----- Extracted records
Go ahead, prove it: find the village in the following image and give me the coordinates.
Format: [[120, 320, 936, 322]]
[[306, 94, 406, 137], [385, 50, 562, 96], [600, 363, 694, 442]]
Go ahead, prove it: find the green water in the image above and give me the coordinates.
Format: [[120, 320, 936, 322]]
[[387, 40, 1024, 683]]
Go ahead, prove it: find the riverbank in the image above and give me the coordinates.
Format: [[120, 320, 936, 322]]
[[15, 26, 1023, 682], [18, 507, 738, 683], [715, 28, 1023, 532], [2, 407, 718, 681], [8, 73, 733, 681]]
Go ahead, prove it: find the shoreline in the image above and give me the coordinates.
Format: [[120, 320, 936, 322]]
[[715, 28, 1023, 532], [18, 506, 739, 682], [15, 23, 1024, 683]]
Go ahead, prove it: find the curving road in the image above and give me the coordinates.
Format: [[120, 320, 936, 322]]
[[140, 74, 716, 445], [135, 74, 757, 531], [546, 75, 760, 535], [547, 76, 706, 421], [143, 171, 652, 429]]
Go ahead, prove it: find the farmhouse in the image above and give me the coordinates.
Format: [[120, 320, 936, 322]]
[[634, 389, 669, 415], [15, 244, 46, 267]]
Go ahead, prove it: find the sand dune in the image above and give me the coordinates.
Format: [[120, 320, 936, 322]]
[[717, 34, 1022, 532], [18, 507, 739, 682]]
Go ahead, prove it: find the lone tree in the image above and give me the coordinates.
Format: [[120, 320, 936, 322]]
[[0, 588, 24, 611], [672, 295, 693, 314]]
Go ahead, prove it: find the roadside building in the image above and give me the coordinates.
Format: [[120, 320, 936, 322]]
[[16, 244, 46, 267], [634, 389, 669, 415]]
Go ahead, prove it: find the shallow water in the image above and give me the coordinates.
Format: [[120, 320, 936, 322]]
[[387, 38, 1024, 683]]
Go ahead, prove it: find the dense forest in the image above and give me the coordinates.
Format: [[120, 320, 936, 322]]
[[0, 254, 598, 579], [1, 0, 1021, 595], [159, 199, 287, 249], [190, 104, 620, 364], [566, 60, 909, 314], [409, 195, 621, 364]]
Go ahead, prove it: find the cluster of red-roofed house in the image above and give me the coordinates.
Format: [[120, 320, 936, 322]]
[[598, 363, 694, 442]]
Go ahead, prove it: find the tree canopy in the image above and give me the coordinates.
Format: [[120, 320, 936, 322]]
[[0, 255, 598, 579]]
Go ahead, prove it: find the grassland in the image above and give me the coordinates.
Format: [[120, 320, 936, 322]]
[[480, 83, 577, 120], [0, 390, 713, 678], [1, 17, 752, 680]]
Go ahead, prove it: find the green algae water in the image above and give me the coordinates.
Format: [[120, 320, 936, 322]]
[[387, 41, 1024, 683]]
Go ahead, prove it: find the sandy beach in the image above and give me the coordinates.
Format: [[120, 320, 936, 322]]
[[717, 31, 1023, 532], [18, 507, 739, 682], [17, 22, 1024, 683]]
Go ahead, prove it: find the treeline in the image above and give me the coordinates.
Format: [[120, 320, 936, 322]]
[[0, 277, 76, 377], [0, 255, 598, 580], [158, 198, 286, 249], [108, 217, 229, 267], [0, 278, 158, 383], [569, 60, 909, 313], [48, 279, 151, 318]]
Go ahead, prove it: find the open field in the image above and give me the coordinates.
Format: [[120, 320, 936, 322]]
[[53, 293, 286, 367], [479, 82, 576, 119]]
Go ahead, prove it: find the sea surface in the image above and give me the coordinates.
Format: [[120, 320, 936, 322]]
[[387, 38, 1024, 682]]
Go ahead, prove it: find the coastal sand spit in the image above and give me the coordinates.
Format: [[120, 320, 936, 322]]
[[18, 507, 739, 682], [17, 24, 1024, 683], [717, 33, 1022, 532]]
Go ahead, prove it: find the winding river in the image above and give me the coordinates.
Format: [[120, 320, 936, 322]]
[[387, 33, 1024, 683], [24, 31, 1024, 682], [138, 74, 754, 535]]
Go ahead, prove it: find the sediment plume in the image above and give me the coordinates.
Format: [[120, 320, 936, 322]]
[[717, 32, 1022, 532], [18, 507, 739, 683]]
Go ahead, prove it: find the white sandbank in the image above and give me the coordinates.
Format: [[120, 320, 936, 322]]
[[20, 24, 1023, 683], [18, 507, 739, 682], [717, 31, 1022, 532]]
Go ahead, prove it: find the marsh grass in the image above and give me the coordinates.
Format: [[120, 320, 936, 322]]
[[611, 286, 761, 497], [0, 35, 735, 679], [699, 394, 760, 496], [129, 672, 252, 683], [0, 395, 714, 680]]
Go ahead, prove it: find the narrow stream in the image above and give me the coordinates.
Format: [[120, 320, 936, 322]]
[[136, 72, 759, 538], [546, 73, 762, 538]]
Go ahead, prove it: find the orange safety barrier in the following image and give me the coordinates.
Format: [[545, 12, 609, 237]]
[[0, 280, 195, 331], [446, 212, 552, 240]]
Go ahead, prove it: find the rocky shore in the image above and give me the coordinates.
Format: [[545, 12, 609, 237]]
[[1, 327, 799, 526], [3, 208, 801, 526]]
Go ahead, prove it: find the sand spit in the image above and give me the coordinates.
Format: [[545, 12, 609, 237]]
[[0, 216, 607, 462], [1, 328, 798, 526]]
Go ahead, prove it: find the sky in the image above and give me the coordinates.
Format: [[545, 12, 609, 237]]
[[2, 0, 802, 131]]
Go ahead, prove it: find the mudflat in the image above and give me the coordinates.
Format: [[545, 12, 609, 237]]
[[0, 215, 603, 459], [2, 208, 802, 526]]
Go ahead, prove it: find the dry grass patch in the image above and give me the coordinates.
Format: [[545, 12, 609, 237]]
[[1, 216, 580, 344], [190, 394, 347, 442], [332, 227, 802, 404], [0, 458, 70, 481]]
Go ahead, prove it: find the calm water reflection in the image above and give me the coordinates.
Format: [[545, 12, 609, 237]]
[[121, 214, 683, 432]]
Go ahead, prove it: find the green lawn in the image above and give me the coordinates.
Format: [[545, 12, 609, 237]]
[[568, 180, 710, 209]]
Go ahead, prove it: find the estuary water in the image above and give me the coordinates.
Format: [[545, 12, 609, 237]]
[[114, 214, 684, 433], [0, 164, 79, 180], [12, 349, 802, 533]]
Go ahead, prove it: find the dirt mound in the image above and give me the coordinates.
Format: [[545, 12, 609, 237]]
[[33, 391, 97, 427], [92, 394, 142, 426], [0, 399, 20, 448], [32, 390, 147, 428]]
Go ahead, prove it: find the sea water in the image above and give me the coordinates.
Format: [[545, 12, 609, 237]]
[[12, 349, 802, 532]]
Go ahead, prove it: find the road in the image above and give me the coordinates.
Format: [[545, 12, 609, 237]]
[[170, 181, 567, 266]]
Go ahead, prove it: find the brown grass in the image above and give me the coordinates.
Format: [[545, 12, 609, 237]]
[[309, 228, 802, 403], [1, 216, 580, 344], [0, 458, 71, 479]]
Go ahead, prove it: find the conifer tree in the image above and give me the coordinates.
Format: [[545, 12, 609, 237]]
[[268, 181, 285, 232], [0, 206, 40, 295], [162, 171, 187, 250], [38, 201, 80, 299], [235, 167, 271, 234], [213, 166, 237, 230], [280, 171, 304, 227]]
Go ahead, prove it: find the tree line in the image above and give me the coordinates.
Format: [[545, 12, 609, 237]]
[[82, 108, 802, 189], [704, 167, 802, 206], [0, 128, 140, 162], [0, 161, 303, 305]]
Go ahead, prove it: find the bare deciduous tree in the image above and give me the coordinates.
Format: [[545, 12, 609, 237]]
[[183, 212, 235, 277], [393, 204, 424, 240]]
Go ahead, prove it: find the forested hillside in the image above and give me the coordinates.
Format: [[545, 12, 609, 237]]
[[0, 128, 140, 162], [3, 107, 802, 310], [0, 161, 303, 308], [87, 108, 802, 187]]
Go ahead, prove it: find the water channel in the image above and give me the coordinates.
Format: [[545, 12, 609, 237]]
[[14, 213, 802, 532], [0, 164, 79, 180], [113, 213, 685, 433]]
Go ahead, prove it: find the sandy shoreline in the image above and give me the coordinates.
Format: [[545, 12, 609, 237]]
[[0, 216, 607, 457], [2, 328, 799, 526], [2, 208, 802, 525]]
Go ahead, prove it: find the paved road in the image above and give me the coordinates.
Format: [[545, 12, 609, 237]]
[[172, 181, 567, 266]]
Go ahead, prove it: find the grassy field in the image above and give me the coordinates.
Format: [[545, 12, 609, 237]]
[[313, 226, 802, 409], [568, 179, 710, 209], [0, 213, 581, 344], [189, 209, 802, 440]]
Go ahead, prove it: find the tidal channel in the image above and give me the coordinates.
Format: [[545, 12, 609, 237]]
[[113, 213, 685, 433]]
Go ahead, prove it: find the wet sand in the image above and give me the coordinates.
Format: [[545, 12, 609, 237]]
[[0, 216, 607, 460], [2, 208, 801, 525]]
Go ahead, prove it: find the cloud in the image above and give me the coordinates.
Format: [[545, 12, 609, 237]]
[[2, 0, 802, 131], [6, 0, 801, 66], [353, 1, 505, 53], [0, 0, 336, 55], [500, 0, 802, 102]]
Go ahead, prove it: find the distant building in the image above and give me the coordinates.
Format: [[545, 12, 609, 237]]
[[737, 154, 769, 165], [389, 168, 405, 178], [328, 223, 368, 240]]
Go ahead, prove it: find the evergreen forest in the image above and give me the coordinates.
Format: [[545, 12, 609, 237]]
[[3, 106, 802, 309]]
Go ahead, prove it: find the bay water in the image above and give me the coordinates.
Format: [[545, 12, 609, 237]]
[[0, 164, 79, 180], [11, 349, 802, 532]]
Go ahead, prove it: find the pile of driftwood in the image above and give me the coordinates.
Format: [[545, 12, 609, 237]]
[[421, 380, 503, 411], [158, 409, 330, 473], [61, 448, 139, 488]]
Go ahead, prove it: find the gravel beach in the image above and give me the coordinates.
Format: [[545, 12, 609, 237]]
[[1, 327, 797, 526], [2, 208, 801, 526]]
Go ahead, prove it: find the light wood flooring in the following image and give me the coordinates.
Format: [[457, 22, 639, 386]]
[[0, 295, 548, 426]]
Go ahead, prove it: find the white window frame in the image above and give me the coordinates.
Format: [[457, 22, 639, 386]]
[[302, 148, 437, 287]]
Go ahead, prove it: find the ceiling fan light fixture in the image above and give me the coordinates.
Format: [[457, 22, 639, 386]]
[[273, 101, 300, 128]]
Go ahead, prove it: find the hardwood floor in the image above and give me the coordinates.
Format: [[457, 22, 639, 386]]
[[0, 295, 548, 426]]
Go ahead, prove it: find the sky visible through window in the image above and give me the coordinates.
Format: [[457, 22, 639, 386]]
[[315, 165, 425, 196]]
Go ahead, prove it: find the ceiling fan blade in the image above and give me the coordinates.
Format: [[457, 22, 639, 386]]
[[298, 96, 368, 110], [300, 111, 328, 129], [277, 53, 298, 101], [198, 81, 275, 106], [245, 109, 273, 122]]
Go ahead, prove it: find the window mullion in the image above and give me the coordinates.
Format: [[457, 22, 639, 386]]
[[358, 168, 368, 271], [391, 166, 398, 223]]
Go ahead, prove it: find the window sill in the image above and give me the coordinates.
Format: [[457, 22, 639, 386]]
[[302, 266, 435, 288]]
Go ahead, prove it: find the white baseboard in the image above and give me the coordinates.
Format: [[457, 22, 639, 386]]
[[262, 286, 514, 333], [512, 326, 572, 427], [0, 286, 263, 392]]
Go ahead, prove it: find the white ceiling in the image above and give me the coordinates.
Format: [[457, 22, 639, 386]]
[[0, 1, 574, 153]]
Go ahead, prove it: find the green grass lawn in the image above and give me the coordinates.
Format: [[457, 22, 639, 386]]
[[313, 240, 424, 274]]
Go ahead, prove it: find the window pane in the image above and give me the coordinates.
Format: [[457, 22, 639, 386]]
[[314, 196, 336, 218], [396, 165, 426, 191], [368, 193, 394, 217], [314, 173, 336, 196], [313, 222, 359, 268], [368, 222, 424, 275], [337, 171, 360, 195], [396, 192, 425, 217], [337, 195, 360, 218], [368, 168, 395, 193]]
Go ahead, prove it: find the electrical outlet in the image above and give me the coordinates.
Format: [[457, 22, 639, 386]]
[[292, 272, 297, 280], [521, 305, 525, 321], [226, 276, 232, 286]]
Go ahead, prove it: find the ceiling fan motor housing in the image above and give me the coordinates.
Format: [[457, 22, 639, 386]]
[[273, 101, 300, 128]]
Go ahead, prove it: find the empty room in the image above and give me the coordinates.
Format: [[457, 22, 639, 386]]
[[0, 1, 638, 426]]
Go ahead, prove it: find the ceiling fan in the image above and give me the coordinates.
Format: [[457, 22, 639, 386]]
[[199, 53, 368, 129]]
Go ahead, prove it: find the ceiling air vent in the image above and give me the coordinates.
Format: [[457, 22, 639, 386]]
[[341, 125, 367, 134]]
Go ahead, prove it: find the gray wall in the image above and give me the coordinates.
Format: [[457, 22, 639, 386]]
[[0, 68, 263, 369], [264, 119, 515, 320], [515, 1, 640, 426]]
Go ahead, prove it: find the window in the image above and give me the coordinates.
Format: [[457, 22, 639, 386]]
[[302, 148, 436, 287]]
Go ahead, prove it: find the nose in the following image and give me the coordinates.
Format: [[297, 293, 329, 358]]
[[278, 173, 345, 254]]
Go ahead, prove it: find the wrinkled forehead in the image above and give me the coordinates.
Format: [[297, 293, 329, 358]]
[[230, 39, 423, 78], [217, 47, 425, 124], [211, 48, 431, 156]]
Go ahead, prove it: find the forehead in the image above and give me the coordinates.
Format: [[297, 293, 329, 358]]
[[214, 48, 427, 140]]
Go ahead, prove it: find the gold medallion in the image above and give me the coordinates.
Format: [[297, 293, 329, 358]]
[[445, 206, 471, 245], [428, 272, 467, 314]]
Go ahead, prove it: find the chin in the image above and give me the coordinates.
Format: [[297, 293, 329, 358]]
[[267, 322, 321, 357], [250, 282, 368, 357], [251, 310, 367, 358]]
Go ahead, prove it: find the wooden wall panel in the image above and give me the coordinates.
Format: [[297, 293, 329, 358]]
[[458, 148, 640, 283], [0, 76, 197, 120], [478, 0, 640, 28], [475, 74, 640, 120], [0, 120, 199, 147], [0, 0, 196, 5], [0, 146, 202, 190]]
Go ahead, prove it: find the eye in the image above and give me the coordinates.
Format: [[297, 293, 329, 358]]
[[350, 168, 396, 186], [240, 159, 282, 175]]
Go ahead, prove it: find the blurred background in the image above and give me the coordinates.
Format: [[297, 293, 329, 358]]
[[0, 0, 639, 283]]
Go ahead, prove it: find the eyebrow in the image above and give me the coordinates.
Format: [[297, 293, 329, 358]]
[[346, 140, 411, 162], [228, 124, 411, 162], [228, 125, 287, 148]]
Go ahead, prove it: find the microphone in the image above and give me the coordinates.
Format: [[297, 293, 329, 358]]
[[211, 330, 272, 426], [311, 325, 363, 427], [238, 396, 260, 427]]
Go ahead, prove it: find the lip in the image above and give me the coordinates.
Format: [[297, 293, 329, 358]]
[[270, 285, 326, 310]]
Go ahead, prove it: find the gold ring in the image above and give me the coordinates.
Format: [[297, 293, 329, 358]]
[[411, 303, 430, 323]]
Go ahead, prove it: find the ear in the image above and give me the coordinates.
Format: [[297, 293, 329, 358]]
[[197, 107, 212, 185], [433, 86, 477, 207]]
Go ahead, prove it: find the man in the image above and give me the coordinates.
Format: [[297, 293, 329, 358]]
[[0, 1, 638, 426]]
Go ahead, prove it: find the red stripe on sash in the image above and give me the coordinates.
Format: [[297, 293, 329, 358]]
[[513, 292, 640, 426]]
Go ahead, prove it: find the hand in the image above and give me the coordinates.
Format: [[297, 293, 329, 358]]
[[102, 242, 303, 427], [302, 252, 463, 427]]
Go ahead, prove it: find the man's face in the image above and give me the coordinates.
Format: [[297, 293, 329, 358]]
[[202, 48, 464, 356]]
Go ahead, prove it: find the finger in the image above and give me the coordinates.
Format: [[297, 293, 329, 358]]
----------
* [Required work] Go line by line through the data, copying each one that contains the word "building".

* [Written answer]
Go ahead, prove it: find the roadside building in the image above and give me the coordinates.
Go ahead, prove it: find the distant building in the image above and give me the coordinates.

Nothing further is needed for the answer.